Material provided START

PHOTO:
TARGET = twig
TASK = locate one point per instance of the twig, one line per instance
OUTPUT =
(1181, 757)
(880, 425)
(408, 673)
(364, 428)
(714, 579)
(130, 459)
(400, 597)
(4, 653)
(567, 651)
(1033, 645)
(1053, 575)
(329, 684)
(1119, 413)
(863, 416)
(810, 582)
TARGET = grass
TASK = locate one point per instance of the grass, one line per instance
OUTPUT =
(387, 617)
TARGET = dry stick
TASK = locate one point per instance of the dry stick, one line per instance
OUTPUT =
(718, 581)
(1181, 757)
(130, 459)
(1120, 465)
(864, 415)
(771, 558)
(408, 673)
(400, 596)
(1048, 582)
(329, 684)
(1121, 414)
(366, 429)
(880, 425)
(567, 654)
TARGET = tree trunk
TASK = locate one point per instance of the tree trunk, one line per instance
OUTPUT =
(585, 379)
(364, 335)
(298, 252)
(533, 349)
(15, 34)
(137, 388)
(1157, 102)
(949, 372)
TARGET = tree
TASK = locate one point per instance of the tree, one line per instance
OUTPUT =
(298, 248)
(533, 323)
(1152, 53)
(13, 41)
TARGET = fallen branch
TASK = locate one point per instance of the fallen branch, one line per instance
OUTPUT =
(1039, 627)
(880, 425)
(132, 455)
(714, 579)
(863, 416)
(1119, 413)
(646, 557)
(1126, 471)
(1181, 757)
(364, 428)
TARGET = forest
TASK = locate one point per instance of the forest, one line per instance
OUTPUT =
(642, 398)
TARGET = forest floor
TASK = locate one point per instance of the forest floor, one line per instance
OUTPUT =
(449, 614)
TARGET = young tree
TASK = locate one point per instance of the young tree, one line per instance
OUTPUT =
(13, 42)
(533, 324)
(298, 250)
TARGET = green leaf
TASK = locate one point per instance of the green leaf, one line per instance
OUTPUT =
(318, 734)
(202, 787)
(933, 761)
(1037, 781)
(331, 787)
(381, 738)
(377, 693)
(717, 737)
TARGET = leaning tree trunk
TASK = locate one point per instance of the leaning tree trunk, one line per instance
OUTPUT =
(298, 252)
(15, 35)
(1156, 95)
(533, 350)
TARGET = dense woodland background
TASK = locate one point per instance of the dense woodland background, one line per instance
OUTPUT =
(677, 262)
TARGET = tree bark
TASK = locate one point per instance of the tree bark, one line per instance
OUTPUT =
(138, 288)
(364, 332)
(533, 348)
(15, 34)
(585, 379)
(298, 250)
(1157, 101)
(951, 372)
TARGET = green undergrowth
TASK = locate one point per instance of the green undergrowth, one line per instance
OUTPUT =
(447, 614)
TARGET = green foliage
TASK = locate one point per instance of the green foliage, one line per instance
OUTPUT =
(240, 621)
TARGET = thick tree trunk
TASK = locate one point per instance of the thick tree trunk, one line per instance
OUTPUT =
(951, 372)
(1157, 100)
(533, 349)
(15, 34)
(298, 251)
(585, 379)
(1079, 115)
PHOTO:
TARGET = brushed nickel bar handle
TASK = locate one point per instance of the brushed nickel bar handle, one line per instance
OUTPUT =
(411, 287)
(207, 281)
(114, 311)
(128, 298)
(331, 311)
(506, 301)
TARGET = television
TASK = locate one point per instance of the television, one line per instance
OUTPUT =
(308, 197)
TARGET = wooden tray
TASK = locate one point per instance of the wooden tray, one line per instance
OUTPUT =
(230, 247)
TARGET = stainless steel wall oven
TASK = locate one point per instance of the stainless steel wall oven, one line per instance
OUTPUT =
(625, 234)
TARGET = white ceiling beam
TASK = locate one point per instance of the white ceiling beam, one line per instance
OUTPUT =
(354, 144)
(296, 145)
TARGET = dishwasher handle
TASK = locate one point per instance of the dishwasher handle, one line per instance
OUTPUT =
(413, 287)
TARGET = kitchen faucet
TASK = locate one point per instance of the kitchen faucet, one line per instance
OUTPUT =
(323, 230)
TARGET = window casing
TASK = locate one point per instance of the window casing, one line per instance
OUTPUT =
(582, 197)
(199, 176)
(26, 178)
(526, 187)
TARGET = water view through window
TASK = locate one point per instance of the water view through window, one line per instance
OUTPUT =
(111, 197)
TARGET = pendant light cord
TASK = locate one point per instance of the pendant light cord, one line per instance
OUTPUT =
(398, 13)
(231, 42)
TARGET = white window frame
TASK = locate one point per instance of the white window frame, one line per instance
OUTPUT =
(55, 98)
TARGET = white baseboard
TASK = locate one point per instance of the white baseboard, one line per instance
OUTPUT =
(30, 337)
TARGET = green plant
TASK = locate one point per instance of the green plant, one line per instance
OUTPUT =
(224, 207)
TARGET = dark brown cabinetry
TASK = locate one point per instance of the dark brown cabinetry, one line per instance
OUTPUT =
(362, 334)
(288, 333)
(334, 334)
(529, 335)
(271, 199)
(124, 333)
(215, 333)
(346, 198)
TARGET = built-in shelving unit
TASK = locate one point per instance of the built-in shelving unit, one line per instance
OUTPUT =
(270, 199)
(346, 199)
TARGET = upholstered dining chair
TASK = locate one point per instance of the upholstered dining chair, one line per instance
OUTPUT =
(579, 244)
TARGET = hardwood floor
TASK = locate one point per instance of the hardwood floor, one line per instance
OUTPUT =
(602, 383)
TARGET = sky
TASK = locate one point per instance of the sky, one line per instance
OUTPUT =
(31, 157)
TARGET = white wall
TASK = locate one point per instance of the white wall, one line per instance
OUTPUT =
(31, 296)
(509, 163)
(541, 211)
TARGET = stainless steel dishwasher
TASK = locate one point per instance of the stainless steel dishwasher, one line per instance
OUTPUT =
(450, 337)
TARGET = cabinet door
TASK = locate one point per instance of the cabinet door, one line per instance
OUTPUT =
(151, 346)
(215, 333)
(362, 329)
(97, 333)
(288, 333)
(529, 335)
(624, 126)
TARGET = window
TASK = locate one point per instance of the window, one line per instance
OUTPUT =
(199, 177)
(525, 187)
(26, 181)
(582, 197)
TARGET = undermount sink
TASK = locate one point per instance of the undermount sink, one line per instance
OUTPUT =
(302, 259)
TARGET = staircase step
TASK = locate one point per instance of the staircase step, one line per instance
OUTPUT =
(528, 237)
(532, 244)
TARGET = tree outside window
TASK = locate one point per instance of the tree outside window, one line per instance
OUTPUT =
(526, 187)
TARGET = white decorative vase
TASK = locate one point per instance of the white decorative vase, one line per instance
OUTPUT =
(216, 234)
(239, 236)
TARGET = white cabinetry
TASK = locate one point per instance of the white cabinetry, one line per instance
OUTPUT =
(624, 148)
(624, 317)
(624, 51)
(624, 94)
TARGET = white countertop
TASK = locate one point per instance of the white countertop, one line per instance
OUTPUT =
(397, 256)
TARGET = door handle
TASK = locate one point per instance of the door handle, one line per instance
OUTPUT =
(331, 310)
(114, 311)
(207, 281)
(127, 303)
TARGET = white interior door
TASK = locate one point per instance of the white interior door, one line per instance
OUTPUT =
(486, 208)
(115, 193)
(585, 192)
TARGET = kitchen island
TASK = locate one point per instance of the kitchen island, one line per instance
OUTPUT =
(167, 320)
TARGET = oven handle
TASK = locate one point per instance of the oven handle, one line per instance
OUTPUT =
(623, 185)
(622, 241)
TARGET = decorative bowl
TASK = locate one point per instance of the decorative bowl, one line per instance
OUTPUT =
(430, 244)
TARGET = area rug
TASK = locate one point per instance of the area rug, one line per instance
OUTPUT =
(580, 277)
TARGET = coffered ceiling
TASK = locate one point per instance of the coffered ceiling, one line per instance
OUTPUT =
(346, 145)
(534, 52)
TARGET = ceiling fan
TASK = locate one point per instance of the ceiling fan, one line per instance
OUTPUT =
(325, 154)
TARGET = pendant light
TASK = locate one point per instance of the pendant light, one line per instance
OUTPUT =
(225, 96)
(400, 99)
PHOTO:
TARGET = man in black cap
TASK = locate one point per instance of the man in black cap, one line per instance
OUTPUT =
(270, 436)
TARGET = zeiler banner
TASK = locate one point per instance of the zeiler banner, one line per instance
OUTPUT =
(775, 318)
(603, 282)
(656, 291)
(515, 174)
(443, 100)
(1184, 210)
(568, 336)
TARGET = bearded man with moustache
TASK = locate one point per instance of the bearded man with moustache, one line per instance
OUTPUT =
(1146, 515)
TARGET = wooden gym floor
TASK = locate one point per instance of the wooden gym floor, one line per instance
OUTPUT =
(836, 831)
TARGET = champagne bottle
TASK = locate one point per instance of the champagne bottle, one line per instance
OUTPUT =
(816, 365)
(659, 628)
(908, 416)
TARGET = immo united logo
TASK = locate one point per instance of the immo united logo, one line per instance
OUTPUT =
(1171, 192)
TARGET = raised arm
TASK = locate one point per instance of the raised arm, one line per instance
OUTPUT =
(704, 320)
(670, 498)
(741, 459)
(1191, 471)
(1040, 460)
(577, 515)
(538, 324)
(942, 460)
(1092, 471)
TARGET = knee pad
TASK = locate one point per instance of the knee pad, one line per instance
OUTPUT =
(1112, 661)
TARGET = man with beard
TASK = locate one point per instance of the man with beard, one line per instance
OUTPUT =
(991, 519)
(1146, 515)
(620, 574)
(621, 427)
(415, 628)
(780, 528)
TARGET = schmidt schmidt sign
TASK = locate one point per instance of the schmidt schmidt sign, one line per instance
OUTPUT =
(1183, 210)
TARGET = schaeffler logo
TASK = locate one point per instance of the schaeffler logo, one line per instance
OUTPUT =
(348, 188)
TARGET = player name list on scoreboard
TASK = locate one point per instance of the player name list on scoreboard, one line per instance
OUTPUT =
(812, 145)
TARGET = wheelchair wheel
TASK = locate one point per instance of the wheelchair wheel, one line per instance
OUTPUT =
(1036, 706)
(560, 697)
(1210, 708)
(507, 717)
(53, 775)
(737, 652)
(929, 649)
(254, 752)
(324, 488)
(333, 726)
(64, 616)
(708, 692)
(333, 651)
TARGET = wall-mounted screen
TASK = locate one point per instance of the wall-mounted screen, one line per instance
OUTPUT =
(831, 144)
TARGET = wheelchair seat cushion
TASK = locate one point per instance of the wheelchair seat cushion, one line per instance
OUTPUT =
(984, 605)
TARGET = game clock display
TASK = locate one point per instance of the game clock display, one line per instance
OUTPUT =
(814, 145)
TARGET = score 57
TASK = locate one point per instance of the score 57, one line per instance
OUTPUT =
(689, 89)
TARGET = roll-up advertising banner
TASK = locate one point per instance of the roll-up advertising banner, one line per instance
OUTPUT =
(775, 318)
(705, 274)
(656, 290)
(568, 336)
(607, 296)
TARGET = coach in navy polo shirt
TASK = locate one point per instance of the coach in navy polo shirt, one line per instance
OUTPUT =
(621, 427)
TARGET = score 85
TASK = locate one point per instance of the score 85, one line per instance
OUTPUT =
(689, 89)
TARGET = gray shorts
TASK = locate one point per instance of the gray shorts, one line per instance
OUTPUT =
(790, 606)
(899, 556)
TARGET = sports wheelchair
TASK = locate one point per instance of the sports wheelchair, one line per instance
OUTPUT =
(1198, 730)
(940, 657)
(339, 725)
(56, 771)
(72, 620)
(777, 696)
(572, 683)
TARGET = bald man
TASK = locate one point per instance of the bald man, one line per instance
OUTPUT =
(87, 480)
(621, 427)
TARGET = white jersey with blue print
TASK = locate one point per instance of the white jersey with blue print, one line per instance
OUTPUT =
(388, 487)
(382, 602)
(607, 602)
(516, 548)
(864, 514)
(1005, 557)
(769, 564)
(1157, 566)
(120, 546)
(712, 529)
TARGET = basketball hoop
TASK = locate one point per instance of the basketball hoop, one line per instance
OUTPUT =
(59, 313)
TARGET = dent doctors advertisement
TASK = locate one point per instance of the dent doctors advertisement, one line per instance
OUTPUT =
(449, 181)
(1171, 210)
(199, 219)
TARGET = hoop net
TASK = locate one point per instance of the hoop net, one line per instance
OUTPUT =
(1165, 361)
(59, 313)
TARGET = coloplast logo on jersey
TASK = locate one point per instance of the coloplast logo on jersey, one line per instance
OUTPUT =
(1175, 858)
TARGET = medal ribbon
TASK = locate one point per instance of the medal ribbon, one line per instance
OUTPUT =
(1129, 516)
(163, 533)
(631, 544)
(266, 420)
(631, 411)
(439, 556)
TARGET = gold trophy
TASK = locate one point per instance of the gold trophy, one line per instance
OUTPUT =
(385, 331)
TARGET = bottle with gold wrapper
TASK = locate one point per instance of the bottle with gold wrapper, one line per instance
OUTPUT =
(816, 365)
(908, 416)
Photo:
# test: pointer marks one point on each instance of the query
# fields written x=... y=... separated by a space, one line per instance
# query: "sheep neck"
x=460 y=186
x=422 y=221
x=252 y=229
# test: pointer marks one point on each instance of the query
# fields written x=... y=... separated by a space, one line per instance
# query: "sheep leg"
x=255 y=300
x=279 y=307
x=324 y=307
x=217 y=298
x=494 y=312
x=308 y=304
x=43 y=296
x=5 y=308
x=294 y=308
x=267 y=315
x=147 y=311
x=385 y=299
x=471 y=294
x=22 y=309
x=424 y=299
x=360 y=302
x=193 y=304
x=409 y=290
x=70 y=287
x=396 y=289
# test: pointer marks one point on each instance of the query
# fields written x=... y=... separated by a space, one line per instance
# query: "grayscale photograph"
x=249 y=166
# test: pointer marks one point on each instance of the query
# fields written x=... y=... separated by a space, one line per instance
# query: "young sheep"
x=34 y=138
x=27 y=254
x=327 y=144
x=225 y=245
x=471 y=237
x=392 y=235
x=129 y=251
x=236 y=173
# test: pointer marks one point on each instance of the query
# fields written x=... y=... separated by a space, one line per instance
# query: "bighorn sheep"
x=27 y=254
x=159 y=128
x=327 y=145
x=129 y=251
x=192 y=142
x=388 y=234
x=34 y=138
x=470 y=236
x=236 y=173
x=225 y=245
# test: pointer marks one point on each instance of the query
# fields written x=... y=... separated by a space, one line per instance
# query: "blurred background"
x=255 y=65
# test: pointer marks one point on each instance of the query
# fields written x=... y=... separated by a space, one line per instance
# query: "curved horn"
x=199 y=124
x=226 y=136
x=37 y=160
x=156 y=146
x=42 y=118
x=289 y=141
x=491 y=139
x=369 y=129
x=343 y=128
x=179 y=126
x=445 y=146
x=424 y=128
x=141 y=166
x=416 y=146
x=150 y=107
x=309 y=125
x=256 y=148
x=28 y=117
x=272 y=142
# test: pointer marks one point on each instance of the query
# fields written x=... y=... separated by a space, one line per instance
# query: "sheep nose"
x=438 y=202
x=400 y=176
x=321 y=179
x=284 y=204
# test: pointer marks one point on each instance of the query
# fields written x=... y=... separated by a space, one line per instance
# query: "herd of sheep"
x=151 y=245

Material provided END

**Problem to work on**
Start at the first line of the entries and stop at the line that contains "TARGET = tree trunk". Repeat every line in that span exactly, and nothing beyond it.

**Response to this task**
PHOTO:
TARGET = twig
TASK = locate one point per instance of the twig, one line per instance
OUTPUT =
(1181, 757)
(880, 425)
(408, 673)
(364, 428)
(714, 579)
(130, 459)
(400, 597)
(4, 653)
(567, 651)
(1033, 645)
(1053, 575)
(329, 684)
(1119, 413)
(863, 416)
(810, 582)
TARGET = grass
TASK = locate one point per instance of the grass, one line per instance
OUTPUT =
(387, 617)
TARGET = dry stick
TASK = locate one point per instance of the dry stick, one line per instance
OUTPUT =
(718, 581)
(1181, 757)
(130, 459)
(1120, 465)
(864, 415)
(771, 558)
(408, 673)
(400, 596)
(1048, 582)
(329, 684)
(1121, 414)
(366, 429)
(880, 425)
(567, 654)
TARGET = tree trunk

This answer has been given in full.